Task material ▸
_ _ _

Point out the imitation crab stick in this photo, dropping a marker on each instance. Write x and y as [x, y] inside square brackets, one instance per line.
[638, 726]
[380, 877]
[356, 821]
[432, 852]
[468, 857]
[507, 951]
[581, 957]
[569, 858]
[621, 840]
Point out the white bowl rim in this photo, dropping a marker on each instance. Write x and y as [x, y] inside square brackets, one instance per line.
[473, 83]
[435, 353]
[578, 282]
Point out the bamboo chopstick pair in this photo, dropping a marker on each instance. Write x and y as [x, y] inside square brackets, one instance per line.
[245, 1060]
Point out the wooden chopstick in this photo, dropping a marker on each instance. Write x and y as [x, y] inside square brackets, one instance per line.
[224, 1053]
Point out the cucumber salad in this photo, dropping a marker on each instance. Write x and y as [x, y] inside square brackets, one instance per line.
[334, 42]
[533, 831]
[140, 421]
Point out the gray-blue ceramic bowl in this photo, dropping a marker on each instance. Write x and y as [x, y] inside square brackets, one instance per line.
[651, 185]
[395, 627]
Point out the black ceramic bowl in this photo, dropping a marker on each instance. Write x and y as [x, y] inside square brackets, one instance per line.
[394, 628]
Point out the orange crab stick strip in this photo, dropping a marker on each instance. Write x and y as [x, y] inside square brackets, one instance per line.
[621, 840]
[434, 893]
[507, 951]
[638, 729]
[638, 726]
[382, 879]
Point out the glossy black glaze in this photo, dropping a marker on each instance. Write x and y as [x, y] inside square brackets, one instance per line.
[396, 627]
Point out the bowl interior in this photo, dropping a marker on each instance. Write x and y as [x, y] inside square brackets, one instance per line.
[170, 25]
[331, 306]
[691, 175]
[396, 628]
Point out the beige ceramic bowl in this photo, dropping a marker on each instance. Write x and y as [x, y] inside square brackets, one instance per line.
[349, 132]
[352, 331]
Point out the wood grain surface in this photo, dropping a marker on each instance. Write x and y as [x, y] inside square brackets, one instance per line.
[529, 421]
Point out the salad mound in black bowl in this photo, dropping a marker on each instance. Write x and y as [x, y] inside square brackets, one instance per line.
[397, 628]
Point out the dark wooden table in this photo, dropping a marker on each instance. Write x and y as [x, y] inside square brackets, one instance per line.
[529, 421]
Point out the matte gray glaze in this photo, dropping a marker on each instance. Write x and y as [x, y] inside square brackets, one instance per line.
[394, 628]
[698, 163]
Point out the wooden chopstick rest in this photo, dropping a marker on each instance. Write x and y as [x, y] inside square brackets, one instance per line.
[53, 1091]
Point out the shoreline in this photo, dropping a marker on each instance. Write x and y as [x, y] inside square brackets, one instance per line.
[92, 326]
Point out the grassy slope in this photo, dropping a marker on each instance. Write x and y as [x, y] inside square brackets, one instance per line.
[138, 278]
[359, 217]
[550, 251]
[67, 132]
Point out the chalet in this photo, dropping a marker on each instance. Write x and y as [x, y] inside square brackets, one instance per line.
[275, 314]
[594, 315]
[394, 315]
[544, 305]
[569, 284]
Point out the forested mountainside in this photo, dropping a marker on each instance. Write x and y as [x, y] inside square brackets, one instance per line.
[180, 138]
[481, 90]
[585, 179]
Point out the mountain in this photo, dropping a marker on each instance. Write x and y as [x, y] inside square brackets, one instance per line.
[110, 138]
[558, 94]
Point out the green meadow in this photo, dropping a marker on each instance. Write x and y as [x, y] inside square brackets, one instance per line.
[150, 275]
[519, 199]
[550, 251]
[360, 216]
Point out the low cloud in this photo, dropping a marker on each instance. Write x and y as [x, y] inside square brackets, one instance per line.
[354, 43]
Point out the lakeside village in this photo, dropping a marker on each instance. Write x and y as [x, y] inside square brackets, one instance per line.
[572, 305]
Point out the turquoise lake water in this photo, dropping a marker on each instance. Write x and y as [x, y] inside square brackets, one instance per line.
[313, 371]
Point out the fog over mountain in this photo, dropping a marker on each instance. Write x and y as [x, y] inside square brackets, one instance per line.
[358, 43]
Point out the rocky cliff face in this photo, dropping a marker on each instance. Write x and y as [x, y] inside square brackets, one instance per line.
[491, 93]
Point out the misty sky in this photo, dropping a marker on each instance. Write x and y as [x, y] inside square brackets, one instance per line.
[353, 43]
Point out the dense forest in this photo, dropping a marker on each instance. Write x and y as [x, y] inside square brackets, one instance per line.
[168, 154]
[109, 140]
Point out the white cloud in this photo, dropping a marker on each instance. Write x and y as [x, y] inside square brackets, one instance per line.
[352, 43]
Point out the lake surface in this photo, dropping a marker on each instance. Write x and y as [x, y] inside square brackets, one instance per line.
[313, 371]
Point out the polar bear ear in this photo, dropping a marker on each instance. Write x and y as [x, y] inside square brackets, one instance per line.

_ _ _

Work task ▸ Down to the last character, restate every record.

Response ▸
Point out the imitation crab stick in this photo, dropping a marker on each instance. Write x and y as [x, y] inside square brackets, one instance per line.
[638, 726]
[380, 877]
[356, 821]
[432, 852]
[468, 857]
[507, 951]
[581, 957]
[569, 858]
[621, 840]
Point out the white bowl rim in this photo, dropping a marker on each instance. Write x and y as [x, y] inside square brackets, one instance per line.
[473, 83]
[435, 353]
[578, 282]
Point out the bamboo chopstick pair in this photo, dropping a marker on each instance. Write x and y as [x, y] inside square brackets, one instance per line.
[245, 1060]
Point out the wooden chopstick in this photo, dropping a marker on each instance. Write x and y as [x, y] inside square brackets, one instance per line.
[224, 1053]
Point out the cucumber salad in this photo, dropping a marker on each instance. Write x and y as [x, y] inside square brackets, one instance per line.
[334, 42]
[533, 831]
[140, 421]
Point out the gray-blue ceramic bowl in this photo, dropping a marker on each instance. Write x and y as [x, y] inside square brackets, one instance per line.
[651, 185]
[395, 627]
Point out the black ceramic bowl in this photo, dropping a marker on each instance. Write x and y as [x, y] inside square brackets, one instance per line.
[394, 628]
Point out the orange crab stick strip in this photo, dropping a marker on each instance. Write x and y as [x, y] inside square brackets, one instance per line.
[621, 840]
[434, 893]
[507, 951]
[638, 729]
[638, 726]
[382, 879]
Point out the glossy black glaze in this photo, dropping a marker on each instance. Write x and y as [x, y] inside square brackets, one instance per line.
[396, 627]
Point out the bowl interior in this photo, dropping a marker on each instance. Write x and y as [x, y] inside square brackets, one instance per line.
[170, 25]
[331, 306]
[691, 175]
[396, 628]
Point out the beige ceramic bowl in this photo, dropping a marker on each instance. Write x and y as [x, y] inside square brackets, one instance per line.
[349, 132]
[352, 331]
Point out the wood grain surface in this photo, dropping a marker on each instance. Write x and y as [x, y] inside square brackets, one instance per line.
[529, 421]
Point out the salad mound in black bowl in this photo, dropping a marker on each instance. Write x and y as [x, y] inside square brackets, one instance per line.
[397, 628]
Point out the dark wooden table in this photo, dropping a marker on each instance. Write x and y as [x, y] inside square brackets, one instance per line.
[529, 421]
Point out the matte gray glaze in this photo, dropping a marker on each instance. Write x and y as [x, y] inside square brackets, one instance per line.
[394, 628]
[698, 163]
Point out the wooden chopstick rest in this photo, dropping a marker on each instance. Write x and y as [x, y] inside square brackets, one instance per line.
[53, 1091]
Point out the shoreline in this photo, dropping a marker on each instance. Write x and y as [x, y] inside square brackets, one instance per line.
[92, 326]
Point out the grassy slope in this photo, dropping a marker on each instance. Write x and y as [x, y] inside square brackets, one instance per line.
[138, 278]
[359, 217]
[550, 251]
[67, 132]
Point out the chalet in this photo, dropping a marker on each instance. Write x and y as [x, y] inside square brackets, one instance per line.
[275, 314]
[594, 315]
[394, 315]
[544, 305]
[569, 284]
Point out the forested mountainside in this photo, dropping a marker on each instance. Write x and y as [x, y] inside square brackets, one instance per line.
[180, 138]
[481, 90]
[585, 179]
Point out the mountain in this photo, dropping a marker on each instance. Write x and y as [x, y] inside square brackets, one instance per line.
[110, 138]
[558, 94]
Point out the green meadow in this photo, dropping a marker on each instance. Write x and y as [x, y] inside square brackets, one instance per line.
[150, 275]
[519, 199]
[550, 251]
[360, 216]
Point out the low cloud in this photo, dropping a marker on each instance. Write x and y as [x, y] inside square brackets, one instance per line.
[354, 43]
Point out the lakeside village in this photo, dropping a marker on each instance. Write x and y as [x, y] inside square brackets, one instance per line.
[572, 305]
Point out the turquoise lake water in this photo, dropping a marker on each instance. Write x and y as [x, y] inside square brackets, one instance per line.
[313, 371]
Point out the fog over mountain in this photo, dropping a marker on each instance. Write x and y as [x, y] inside square brackets, one instance per line.
[358, 43]
Point out the rocky cliff face in this photo, dropping a marker on each instance. Write x and y as [x, y] inside square brackets, one instance per line.
[491, 93]
Point out the misty sky in this photo, dropping a marker on each instance. Write x and y as [x, y] inside square brackets, one instance per line.
[353, 43]
Point out the dense forest in this photo, dropping a marker on each instance. Write x and y as [x, y] inside square brackets, one instance per line.
[168, 154]
[109, 140]
Point out the white cloud in this photo, dropping a marker on each instance. Write x and y as [x, y] inside square brackets, one instance per line.
[352, 43]
Point out the lake surface in this photo, dropping a marker on each instance. Write x and y as [x, y] inside square brackets, one instance per line.
[313, 371]
Point out the polar bear ear in this photo, dropping a marker on each instance. Write x and y as [x, y] inside square brackets, one instance per line.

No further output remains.